Collected data:
Segment Open

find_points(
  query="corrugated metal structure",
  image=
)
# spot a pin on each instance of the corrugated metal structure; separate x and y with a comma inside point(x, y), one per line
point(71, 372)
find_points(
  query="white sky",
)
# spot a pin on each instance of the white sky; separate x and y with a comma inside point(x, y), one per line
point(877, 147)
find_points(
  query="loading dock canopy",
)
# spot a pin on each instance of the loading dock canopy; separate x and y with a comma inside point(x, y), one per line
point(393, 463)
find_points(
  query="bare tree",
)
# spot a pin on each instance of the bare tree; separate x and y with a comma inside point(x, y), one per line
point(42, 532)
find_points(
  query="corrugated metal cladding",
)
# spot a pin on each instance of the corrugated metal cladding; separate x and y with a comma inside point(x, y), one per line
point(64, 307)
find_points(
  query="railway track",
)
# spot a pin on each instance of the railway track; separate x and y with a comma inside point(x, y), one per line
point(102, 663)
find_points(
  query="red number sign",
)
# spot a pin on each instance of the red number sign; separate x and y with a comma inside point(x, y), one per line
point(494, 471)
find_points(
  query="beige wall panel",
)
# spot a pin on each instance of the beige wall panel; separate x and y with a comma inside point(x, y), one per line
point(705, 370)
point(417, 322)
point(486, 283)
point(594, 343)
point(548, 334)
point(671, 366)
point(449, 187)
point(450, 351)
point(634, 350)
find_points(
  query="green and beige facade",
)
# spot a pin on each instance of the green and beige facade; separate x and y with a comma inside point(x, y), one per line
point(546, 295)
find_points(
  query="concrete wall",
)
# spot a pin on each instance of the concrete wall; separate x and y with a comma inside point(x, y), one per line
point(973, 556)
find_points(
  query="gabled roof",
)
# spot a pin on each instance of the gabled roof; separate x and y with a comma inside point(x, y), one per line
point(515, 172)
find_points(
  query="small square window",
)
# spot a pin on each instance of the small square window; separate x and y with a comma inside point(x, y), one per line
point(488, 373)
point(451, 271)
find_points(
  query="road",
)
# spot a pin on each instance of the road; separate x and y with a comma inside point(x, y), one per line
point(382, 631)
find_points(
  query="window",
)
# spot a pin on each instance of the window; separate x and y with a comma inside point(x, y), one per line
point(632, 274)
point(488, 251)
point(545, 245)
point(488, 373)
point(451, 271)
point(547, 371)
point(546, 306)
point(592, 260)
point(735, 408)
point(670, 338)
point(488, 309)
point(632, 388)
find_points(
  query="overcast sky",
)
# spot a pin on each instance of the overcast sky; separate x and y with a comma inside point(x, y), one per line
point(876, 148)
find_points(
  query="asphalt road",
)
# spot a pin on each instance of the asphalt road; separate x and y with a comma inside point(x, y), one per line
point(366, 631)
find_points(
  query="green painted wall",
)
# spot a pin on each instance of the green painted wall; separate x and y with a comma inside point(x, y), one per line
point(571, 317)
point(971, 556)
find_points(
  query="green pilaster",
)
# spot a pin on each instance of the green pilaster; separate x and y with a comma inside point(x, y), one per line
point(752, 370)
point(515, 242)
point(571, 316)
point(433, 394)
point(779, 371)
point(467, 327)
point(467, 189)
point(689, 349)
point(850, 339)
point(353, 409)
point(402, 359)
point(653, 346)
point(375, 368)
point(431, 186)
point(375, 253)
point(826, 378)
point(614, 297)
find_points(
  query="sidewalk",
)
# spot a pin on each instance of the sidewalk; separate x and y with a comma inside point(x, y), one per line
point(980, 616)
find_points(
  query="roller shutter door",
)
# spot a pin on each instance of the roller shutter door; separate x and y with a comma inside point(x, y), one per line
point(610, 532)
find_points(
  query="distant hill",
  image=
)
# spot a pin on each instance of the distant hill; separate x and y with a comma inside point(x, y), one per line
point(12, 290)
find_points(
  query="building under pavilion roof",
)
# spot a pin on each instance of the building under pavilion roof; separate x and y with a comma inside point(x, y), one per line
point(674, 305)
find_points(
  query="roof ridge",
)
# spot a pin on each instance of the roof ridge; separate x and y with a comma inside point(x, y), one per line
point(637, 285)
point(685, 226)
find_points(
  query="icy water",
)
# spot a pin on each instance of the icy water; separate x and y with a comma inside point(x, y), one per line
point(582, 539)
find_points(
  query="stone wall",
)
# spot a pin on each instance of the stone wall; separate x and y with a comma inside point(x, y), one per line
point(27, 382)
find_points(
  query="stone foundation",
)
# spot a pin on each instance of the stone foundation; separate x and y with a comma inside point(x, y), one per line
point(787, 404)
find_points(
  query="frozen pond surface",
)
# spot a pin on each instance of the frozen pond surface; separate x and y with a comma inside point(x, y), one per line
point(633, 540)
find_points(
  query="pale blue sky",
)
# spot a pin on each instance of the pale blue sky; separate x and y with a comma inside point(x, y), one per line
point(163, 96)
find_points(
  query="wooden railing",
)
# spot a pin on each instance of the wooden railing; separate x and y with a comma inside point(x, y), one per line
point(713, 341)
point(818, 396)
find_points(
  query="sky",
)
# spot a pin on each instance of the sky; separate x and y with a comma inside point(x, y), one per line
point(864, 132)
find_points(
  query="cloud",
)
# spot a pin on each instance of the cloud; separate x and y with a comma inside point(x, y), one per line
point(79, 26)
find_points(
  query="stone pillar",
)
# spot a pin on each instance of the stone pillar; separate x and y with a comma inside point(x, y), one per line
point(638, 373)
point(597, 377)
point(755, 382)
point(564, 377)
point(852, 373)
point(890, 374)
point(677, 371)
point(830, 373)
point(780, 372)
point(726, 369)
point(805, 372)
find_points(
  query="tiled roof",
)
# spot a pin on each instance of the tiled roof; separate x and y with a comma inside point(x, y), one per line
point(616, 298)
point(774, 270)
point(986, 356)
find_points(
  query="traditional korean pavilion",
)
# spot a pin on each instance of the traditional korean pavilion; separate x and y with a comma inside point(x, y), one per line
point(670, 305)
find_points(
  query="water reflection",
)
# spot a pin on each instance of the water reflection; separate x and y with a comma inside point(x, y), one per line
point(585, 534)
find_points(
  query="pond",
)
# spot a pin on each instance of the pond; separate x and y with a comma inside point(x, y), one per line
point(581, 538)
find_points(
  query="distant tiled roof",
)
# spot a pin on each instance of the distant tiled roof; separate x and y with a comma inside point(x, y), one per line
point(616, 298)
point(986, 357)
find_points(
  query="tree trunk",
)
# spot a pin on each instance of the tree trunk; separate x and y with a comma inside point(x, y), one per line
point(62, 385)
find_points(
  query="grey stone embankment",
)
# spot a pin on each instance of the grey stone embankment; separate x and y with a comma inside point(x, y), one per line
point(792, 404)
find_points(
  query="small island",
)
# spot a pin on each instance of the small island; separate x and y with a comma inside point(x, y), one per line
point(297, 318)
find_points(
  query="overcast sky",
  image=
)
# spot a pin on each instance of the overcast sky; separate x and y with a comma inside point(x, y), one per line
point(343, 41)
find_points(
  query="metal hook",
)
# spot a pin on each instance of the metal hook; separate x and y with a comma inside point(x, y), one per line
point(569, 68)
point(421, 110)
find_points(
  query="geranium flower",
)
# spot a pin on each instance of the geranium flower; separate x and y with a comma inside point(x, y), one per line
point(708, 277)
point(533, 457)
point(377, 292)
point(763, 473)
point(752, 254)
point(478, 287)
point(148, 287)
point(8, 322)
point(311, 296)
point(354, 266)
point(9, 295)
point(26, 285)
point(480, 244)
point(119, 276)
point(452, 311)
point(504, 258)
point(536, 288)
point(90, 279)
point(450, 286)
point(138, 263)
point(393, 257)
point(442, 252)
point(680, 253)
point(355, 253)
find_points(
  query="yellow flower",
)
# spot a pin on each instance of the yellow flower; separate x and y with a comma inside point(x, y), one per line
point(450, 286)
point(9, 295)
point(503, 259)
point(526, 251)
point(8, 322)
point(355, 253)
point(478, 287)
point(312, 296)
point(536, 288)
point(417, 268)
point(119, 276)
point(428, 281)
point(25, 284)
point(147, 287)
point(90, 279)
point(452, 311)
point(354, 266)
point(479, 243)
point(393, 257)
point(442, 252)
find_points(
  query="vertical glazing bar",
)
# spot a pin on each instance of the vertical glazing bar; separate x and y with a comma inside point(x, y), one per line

Segment Closed

WHAT YOU NEED TO DO:
Where a line in the records above includes the string "vertical", show it.

SOLUTION TO THIS TASK:
  query="vertical glazing bar",
# spot a pin on each instance of the vertical glazing bar; separate x and y with a comma inside point(x, y), one per line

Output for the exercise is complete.